My own mother was an amazing cook who loved learning and entertaining; at least once a month my parents would have guests over and mom will go all out, from homemade cocktails to the most delicious paella to multi-course dinners with friends.
One would like to believe most professional and home cooks first influence is their mother or grandmother. However, this is not entirely true. I approached hospitality industry colleagues with the same question, and I was surprised to learn that their mothers weren’t as influential as I might have thought. I realized that it doesn’t matter how much cooking our mothers did, when we think of home were transported to family gatherings surrounded by food, familiar smells that can warm our hearts and make us feel as if we’re children for a brief moment.
In my quest to find out about family traditions, I approached chef Nick Wong, chef de cuisine at UB Preserv, who kindly shared a great memory of cooking with his mom.
“I don’t have a lot of memories of my mom in the kitchen. Both my parents worked a lot when I was growing up, so a lot of dinners tended to be in the quick and easy genre. I don’t have any of stories of following her around and tugging at her apron strings or anything. While my mom isn’t really big on cooking, she loves entertaining and throwing dinner parties. I might not have developed a knack for cooking from her, but the tendency toward taking care of people and making sure they have a good time has definitely been an influence on my career.

+===+

→ **Check your understanding**:
(a) In the piece on mothers and cooking, what position does Nick Wong hold?
(b) For each statement below, say whether it agrees with the piece on mothers and cooking, answering yes or no and quoting the deciding words.
(i) The author's parents had guests over at least once a month.
(ii) Nick Wong says his mother is big on cooking.
(iii) Nick Wong says both of his parents worked a lot when he was growing up.

+===+

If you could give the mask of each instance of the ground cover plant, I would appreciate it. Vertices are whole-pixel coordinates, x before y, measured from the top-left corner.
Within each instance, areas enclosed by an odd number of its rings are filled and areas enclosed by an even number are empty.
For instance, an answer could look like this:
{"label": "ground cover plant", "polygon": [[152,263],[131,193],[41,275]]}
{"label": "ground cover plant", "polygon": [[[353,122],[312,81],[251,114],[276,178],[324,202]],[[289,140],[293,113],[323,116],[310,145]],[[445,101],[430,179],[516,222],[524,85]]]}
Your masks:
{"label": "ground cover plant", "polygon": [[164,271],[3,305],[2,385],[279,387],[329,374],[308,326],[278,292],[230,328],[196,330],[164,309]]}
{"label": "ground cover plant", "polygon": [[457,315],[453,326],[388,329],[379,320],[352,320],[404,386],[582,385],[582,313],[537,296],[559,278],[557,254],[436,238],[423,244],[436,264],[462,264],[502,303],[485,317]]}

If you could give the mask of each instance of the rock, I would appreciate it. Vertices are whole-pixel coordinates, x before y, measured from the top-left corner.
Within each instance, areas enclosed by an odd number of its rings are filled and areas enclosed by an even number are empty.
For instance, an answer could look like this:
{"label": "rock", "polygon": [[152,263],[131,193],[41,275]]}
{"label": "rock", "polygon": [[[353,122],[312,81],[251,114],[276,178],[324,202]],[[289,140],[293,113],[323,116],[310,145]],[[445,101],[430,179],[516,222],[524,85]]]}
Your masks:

+===+

→ **Answers by item number**:
(a) Chef de cuisine at UB Preserv.

(b)
(i) Yes: "at least once a month my parents would have guests over"
(ii) No: "While my mom isn’t really big on cooking"
(iii) Yes: "Both my parents worked a lot when I was growing up"